▸ **Problem 1**: Quote the passage of the western saddle fit post that opens with the words containing "Thursday, November 30, 2017" and closes with "I never realized.".

▸ **Passage to read**:
Thursday, November 30, 2017

Stranger in a strange land

AKA How the fuck is a western saddle supposed to fit????

I dreamed about this last night.  I watched youtube videos about western saddle fit for HOURS.  How can this be so hard?  I can fit english saddles without breaking a sweat.  I figured a saddle was a saddle and that I'd have enough basic knowledge to fit this saddle with at least some confidence.  I can tell if an english saddle is good within a couple of minutes.  Wither clearance, shoulder angle, rocking, bridging, balance.  Done.  I should be able to do that on a western saddle, surely.


Let's discuss some details of western saddles I never realized. 

One:  No flocking.  I never really realized that there is no flocking on a western saddle.  That means the little tweaks and adjustments I'm used to are impossible.  Instead, you use your saddle pad.  That 1" saddle pad that feels ridiculously thick?  It's taking the place of the 1" + of flocking under your english saddle.  Your saddle pad is a crucial part of the saddle fitting equation.  Uhhhhhh, what?  My english saddle brain is spazzing out.  Theo's jump saddle is so well fitted I could use it with no pad at all and a loose girth with no real problems.  It's not going anywhere.  Now I'm learning about getting close and then fine tuning with the right saddle pad.

Not a good pad, likes to try to escape

Two:  Saddle pads are not frivolous and easily changed.  These things are beefy and do not fold or bend easily.  They are expensive.  They don't go in the wash.  You don't collect a dozen just 'cause.  You have a saddle pad that is broken in to your horse's back and saddle.  You use that pad.  Done.  You might put a show blanket on top for fancy occasions, but it's very thin and just for show.  My brain hurts.

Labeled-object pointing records
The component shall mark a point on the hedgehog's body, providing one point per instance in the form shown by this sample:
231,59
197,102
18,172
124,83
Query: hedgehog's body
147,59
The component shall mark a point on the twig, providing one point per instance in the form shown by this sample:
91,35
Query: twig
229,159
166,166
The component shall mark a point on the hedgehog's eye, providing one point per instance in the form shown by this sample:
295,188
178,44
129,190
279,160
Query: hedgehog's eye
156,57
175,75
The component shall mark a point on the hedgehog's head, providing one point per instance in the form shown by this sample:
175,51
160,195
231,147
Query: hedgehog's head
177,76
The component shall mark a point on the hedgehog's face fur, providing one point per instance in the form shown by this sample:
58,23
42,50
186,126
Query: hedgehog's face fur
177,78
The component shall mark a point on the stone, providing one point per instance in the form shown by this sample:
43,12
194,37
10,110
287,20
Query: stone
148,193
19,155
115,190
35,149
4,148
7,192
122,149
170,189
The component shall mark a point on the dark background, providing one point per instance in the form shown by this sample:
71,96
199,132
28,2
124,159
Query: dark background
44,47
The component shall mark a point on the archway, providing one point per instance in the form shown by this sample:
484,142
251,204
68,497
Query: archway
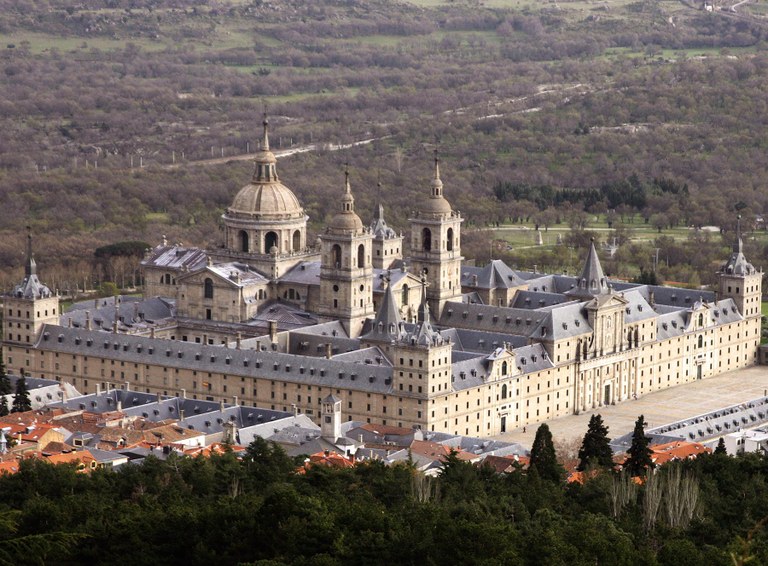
361,256
270,240
426,239
296,241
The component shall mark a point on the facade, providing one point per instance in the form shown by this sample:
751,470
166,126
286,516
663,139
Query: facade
268,321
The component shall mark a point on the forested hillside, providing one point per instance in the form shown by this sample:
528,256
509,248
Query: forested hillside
257,511
107,109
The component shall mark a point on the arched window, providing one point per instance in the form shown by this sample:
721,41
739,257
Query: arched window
426,240
361,256
270,240
296,241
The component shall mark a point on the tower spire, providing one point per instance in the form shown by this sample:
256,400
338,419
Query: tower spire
265,136
437,183
31,267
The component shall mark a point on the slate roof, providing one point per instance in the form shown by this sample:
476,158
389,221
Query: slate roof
176,258
247,363
495,275
131,312
592,280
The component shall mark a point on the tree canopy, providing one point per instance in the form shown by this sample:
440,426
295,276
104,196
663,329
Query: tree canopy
639,453
595,448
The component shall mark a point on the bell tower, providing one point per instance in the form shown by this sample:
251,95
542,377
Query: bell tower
30,306
436,246
346,271
740,281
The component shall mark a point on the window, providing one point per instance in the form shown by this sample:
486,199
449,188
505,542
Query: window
270,241
244,244
361,256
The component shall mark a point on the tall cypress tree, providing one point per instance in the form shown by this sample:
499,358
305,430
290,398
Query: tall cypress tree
720,448
21,402
543,457
595,449
5,387
639,453
5,383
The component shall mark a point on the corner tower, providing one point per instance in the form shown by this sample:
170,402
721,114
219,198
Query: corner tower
436,246
346,272
27,309
740,281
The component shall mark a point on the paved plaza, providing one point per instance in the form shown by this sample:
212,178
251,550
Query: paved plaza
660,407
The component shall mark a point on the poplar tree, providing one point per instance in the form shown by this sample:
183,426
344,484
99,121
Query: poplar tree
595,448
21,402
639,453
543,456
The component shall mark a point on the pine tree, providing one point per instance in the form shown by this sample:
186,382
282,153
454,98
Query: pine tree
720,448
595,449
639,453
543,457
21,402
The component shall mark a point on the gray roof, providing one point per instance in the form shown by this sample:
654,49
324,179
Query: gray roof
130,312
304,273
379,226
737,264
495,275
388,324
246,363
176,258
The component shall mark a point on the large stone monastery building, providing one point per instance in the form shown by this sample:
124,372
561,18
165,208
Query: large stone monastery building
272,320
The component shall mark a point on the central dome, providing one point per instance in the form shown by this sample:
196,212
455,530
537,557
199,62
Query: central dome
265,197
271,200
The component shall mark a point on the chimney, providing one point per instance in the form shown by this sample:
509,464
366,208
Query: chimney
273,331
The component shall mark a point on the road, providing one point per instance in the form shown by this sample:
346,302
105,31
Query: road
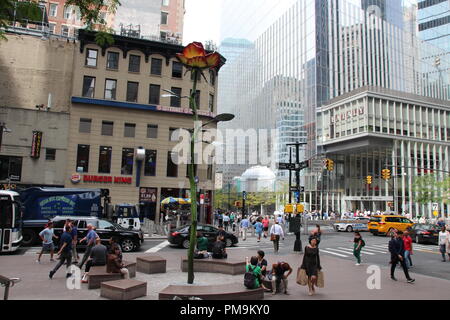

▸ **Problem 2**: Pick out every line of the records that contains the string "canopy".

▸ **Full response 1**:
Thursday, November 30, 2017

Stranger in a strange land

AKA How the fuck is a western saddle supposed to fit????

I dreamed about this last night.  I watched youtube videos about western saddle fit for HOURS.  How can this be so hard?  I can fit english saddles without breaking a sweat.  I figured a saddle was a saddle and that I'd have enough basic knowledge to fit this saddle with at least some confidence.  I can tell if an english saddle is good within a couple of minutes.  Wither clearance, shoulder angle, rocking, bridging, balance.  Done.  I should be able to do that on a western saddle, surely.


Let's discuss some details of western saddles I never realized.

▸ **Full response 2**:
The component shall mark a point on the tree canopy, providing one point per instance in the form shown by this sample:
Query: tree canopy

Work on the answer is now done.